Page MenuHomePhabricator

Icinga disk space alert when a Docker container is running on an host
Closed, ResolvedPublic

Description

** PROBLEM alert - contint1001/Disk space is CRITICAL **
Notification Type: PROBLEM

Service: Disk space
Host: contint1001
Address: 208.80.154.17
State: CRITICAL

Date/Time: Tue Oct 17 19:47:44 UTC 2017

Additional Info:

DISK CRITICAL - /var/lib/docker/overlay2/35ca40c8e8fcc59fd40848e1a0c40275d7f2db69a5a57323328ae88010578006/merged is not accessible: Permission denied

Happens whenever running a container.

The check comes from the Puppet class base::monitoring::host. It defines a check_disk which process most mounted file systems.

From mount:

overlay on /var/lib/docker/overlay2/.../merged type overlay (rw,relatime,lowerdir=...,upperdir=.../diff,workdir=.../work)

df properly skips it

There is a similar issue with the Diamond collector DiskSpace: T177052

Event Timeline

For a running Docker container we have:

overlay on /var/lib/docker/overlay2/.../merged type overlay (rw,relatime,lowerdir=...,upperdir=.../diff,workdir=.../work)
shm on /var/lib/docker/containers/.../shm type tmpfs (rw,nosuid,nodev,noexec,relatime,size=65536k)
nsfs on /run/docker/netns/1b32c1f94a2a type nsfs (rw)

I think part of the issue is that check_disk is being passed -A which checks all mounts. They are then "manually" filtered out per disk/FS type. So whenever a new FS type or partition pops out we have to add the filter for it. That got introduced via 1ed33150637f7b150c3fdc53a60d24612040a28a with the comment:

the -A -i ... part is a gross hack to workaround Varnish partitions that are purposefully at 99%. Better ideas are welcome.

We can add --exclude-type=overlay, then check_disk chokes on the tmpfs mount:

$ /usr/lib/nagios/plugins/check_disk -w 6% -c 3% -W 6% -K 3% -l -e -A -i "/srv/sd[a-b][1-3]" --exclude-type=tracefs --exclude-type=overlay --verbose
DISK CRITICAL - /var/lib/docker/containers/.../shm is not accessible: Permission denied

And then on the nsfs one:

$ /usr/lib/nagios/plugins/check_disk -w 6% -c 3% -W 6% -K 3% -l -e -A -i "/srv/sd[a-b][1-3]" --exclude-type=tracefs --exclude-type=overlay --exclude-type=tmpfs
DISK CRITICAL - /run/docker/netns/1b32c1f94a2a is not accessible: Permission denied

cd4ee204504e8da0d09cc1e84670271f6b91a9db added support to override the check disk options via hiera. Maybe we can drop the -A -i hack from the default definition and add it solely for the varnish hosts?

→ **Problems and tasks**
1. Sum up the Icinga disk space ticket in two sentences.
2. Answer these questions from the Icinga disk space ticket:
(a) Which Puppet class does the disk space check come from?
(b) What was the -A -i part added to work around?
(c) With overlay and tmpfs both excluded, which mount does check_disk report as not accessible?
3. Write the next comment in the Icinga disk space ticket, picking up after its final suggestion.

→ **Dataset**
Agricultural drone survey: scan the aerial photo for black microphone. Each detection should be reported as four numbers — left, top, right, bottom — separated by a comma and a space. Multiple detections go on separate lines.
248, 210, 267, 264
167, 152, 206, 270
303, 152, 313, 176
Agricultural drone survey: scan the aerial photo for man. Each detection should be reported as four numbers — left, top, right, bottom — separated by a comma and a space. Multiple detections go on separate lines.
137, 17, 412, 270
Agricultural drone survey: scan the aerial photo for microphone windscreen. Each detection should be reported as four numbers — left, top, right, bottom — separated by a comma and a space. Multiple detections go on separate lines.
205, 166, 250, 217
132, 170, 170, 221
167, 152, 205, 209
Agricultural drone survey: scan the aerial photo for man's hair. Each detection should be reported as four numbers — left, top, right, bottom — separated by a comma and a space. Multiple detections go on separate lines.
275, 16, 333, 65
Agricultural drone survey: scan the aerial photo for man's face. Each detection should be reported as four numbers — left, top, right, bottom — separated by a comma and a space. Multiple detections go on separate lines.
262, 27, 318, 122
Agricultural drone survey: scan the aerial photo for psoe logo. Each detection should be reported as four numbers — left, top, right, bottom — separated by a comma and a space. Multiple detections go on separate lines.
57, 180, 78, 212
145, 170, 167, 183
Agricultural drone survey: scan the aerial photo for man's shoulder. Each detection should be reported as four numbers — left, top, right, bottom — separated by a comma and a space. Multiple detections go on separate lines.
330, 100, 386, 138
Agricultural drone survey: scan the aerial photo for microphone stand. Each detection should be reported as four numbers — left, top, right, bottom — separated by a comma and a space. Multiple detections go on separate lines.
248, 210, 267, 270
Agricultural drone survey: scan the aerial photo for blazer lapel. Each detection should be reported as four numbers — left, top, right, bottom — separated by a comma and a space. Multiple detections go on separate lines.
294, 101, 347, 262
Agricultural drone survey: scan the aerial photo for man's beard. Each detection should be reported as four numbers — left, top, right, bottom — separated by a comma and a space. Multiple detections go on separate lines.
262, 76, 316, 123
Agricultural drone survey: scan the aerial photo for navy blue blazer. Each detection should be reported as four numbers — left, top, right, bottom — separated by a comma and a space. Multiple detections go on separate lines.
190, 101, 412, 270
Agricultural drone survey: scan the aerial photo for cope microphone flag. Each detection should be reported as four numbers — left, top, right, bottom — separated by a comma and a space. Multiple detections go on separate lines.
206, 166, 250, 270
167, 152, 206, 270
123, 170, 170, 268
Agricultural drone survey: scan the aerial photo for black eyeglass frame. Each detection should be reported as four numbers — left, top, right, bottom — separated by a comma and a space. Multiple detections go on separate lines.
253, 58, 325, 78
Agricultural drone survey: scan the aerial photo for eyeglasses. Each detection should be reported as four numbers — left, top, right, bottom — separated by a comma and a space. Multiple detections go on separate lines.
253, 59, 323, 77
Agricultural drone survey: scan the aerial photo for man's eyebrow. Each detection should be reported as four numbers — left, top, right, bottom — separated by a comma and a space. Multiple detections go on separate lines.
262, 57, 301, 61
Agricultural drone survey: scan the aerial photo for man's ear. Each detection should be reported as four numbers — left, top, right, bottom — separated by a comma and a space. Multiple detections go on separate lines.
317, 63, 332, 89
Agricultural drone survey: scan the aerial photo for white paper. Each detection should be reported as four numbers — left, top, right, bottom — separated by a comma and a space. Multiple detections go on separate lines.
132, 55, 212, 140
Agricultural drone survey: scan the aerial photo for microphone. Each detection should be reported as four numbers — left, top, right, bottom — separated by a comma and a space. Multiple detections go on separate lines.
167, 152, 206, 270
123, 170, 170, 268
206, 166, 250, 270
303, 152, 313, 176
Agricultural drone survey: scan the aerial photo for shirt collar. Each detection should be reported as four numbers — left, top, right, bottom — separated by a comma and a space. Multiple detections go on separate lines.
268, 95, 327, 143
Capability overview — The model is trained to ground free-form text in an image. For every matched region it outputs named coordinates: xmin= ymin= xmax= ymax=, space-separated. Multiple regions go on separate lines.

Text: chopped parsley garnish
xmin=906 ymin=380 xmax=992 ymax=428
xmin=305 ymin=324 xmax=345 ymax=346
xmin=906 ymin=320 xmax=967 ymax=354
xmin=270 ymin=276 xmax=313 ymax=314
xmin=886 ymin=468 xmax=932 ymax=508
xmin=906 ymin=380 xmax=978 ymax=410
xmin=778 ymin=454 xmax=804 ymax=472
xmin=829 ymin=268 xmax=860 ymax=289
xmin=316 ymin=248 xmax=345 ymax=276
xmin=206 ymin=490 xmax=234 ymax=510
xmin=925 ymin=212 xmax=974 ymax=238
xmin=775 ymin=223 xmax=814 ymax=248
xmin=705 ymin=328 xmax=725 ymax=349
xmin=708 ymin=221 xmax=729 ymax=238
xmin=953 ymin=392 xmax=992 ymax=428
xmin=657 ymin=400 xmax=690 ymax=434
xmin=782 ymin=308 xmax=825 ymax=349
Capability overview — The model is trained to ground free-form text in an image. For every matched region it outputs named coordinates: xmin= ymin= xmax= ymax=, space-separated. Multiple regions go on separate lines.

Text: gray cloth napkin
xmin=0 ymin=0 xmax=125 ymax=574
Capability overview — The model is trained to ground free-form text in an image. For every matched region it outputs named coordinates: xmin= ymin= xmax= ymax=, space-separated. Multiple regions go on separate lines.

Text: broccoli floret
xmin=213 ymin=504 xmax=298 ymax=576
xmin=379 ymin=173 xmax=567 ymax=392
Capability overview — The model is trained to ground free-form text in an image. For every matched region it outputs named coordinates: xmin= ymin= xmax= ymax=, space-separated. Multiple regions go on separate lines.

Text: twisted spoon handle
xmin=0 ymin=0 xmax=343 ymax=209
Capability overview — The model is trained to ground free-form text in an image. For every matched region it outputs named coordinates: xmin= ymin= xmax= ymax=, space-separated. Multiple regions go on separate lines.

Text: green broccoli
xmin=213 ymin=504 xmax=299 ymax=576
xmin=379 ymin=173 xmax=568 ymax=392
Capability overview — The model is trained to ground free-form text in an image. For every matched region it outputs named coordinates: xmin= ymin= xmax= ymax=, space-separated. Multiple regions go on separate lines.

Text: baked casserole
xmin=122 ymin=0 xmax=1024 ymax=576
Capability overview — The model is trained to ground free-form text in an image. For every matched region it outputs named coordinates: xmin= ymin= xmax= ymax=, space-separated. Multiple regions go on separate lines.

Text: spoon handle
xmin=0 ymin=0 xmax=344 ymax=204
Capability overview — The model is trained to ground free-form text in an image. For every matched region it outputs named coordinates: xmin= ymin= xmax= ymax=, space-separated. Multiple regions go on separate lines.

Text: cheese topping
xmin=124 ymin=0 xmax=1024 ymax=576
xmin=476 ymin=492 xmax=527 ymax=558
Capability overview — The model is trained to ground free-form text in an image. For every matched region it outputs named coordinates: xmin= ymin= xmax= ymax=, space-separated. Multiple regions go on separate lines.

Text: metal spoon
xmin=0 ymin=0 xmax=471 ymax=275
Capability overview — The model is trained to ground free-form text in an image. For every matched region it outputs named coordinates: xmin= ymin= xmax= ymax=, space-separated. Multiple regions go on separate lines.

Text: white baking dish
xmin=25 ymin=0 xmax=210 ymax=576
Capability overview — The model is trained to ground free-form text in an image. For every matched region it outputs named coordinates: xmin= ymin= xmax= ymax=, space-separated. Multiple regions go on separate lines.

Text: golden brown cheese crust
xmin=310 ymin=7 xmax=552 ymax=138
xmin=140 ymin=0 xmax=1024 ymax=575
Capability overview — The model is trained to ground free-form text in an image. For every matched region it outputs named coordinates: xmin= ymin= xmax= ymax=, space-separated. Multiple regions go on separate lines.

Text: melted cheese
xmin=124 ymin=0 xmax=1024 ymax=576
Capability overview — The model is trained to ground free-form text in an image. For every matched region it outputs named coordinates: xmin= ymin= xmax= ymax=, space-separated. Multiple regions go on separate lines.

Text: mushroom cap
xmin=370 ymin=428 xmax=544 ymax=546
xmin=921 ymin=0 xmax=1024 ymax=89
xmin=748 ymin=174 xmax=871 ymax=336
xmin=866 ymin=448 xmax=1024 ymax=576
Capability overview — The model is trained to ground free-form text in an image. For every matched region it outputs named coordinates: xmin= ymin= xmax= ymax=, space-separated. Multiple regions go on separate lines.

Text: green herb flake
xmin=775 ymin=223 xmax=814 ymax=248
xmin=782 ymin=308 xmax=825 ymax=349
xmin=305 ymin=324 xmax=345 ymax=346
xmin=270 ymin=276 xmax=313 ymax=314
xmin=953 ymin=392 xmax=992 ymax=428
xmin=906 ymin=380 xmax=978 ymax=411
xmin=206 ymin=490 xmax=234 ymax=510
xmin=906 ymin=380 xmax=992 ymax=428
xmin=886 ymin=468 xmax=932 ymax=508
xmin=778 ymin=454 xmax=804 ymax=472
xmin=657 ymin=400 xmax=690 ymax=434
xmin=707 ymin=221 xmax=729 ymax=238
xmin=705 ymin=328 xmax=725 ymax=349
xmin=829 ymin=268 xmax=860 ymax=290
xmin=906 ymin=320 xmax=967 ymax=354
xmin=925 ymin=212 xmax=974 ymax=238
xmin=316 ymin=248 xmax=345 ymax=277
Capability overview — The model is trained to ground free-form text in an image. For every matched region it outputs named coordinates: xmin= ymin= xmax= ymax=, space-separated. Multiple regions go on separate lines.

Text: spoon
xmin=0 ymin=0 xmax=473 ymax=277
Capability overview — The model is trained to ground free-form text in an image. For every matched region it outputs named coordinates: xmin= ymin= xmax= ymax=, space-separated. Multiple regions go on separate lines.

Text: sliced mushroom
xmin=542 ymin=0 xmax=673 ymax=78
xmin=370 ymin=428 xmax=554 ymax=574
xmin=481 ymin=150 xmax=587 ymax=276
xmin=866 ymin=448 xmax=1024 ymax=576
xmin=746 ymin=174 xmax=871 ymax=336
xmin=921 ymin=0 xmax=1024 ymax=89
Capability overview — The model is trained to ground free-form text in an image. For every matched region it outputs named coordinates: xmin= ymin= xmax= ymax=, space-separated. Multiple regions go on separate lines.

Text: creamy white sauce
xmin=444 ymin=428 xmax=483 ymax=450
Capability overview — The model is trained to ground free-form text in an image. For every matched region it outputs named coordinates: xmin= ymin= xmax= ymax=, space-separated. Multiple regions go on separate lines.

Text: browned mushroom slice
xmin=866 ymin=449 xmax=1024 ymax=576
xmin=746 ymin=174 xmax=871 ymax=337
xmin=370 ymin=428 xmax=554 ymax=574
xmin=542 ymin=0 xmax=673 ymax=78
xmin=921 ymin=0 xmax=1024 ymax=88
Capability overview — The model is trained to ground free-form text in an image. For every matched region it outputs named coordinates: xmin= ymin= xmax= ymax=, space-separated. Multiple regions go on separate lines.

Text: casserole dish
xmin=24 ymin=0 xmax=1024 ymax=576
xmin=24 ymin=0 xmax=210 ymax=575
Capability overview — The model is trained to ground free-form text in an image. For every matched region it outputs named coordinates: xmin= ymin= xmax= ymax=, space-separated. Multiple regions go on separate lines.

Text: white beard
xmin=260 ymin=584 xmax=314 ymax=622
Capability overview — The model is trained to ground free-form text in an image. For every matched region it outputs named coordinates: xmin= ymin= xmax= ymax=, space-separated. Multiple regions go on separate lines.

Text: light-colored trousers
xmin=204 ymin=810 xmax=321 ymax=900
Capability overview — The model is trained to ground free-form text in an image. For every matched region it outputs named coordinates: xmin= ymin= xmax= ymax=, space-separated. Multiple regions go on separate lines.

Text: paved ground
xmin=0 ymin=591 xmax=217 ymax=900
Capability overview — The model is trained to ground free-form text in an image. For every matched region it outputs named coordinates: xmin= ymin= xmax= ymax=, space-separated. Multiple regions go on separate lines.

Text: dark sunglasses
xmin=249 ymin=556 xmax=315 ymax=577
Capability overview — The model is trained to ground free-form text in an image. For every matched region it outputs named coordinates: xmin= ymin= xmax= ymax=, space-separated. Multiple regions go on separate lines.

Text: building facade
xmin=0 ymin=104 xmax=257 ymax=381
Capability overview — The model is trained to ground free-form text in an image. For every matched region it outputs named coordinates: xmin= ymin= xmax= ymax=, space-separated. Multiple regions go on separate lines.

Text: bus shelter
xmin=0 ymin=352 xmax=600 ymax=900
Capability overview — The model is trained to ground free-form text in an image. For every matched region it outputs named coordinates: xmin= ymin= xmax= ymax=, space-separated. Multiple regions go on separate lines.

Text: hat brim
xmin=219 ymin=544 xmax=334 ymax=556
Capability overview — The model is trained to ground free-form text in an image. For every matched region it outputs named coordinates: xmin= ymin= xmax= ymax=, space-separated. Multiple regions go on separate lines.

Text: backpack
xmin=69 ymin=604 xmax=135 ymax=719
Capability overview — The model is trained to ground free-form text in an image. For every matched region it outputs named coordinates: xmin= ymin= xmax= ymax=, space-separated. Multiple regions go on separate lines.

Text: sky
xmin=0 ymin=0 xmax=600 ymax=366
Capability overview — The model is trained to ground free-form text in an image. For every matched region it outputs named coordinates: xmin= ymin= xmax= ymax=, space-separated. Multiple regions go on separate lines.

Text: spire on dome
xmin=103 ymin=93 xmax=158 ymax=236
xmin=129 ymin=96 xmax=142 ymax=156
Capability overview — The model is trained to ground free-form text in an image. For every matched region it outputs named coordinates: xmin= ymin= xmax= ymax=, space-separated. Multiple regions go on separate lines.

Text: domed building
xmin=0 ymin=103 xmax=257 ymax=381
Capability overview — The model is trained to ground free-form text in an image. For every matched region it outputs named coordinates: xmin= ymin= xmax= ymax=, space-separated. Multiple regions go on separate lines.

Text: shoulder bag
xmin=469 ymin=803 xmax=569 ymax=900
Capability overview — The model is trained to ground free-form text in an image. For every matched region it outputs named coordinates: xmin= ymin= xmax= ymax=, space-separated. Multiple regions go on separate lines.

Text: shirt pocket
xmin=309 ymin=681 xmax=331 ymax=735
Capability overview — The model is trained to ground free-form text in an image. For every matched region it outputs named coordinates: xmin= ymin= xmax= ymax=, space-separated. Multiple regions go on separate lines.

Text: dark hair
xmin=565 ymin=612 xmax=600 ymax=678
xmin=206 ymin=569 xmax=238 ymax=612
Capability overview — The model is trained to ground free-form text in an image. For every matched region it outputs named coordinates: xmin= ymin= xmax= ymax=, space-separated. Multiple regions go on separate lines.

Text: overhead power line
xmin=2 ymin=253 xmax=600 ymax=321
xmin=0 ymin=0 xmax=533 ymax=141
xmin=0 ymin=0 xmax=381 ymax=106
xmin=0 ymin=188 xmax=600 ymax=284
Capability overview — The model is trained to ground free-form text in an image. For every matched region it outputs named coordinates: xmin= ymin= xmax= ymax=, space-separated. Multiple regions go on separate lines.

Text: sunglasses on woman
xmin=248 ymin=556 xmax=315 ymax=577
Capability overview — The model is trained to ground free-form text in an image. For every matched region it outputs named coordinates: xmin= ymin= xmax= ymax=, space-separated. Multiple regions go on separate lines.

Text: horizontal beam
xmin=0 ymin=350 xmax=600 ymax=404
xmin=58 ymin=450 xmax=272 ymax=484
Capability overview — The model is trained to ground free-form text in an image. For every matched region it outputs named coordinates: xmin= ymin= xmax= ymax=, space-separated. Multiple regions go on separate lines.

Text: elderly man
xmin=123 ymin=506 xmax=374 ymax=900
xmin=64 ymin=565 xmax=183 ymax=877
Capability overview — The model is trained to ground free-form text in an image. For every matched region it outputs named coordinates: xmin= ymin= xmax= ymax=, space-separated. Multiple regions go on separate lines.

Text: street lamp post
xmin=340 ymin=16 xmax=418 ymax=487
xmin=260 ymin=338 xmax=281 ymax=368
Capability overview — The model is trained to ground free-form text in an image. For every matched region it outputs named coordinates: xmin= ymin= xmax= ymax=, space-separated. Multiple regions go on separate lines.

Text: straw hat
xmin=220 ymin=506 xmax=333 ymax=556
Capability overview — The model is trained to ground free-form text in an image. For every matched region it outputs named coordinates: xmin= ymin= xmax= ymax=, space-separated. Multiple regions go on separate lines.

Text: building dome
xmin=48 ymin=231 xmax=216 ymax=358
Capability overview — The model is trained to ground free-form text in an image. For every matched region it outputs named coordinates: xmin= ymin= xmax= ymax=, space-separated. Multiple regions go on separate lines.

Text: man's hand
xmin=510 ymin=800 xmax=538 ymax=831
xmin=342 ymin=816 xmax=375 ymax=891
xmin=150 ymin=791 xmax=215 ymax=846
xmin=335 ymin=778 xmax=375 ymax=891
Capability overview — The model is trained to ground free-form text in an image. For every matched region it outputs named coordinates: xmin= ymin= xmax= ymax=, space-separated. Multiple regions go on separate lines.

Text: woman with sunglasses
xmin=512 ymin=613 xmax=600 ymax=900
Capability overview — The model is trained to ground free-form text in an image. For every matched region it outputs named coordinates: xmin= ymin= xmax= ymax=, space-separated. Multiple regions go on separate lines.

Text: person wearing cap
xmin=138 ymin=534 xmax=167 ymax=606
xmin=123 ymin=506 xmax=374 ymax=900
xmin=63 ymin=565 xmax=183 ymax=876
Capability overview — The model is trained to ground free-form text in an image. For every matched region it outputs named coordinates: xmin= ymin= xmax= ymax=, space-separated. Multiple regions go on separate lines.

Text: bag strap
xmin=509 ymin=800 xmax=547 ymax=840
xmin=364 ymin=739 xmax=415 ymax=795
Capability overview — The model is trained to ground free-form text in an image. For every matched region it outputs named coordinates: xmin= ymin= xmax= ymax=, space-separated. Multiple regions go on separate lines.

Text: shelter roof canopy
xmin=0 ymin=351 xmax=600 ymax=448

→ **Results of the exercise**
1. On contint1001, the Icinga disk space check goes critical whenever a Docker container runs, because check_disk is passed -A to check all mounts and then cannot access the container's overlay mount. Excluding overlay only makes it fail on the tmpfs mount and then on the nsfs mount, so the ticket suggests dropping the -A -i hack from the default check and adding it only for the Varnish hosts, now that the options can be overridden via hiera.

2.
(a) base::monitoring::host
(b) Varnish partitions that are purposefully at 99%
(c) /run/docker/netns/1b32c1f94a2a, the nsfs mount

3.
This also depends on the storage driver used. So we could use:

/usr/lib/nagios/plugins/check_disk -w 6% -c 3% -W 6% -K 3% -l -e -A -i "/srv/sd[a-b][1-3]" --exclude-type=tracefs --exclude-type=overlayfs --exclude-type=tmpfs --exclude-type=nsfs --verbose

But then there are other storage drivers aside from overlayfs to consider: https://docs.docker.com/engine/userguide/storagedriver/selectadriver/#docker-ce

thcipriani triaged this task as Medium priority.Oct 19 2017, 3:17 PM

I disabled Icinga notifications for check_disk on contint1001 with a link to this ticket.

This comment should remind us to enable them again when the ticket is resolved.

Acknowledgements don't cut it because it's flapping but disabling notifications is easily forgotten and needs manual revert.

Change 393570 had a related patch set uploaded (by Alexandros Kosiaris; owner: Alexandros Kosiaris):
[operations/puppet@production] Ignore docker containers in disk space checks

https://gerrit.wikimedia.org/r/393570

Change 393570 merged by Alexandros Kosiaris:
[operations/puppet@production] Ignore docker containers in disk space checks

https://gerrit.wikimedia.org/r/393570

Change 393572 had a related patch set uploaded (by Alexandros Kosiaris; owner: Alexandros Kosiaris):
[operations/puppet@production] Ignore all of /var/lib/docker

https://gerrit.wikimedia.org/r/393572

Change 393572 merged by Alexandros Kosiaris:
[operations/puppet@production] Ignore all of /var/lib/docker

https://gerrit.wikimedia.org/r/393572

akosiaris claimed this task.
akosiaris added a subscriber: akosiaris.

I think I 've solved this for now with pretty much the same approach as in the kubernetes clusters. I 'll resolve, feel free to reopen and propose different/better approaches

/var/lib/docker sounds good enough for now and I noticed you also exclude /run/docker/netns/*!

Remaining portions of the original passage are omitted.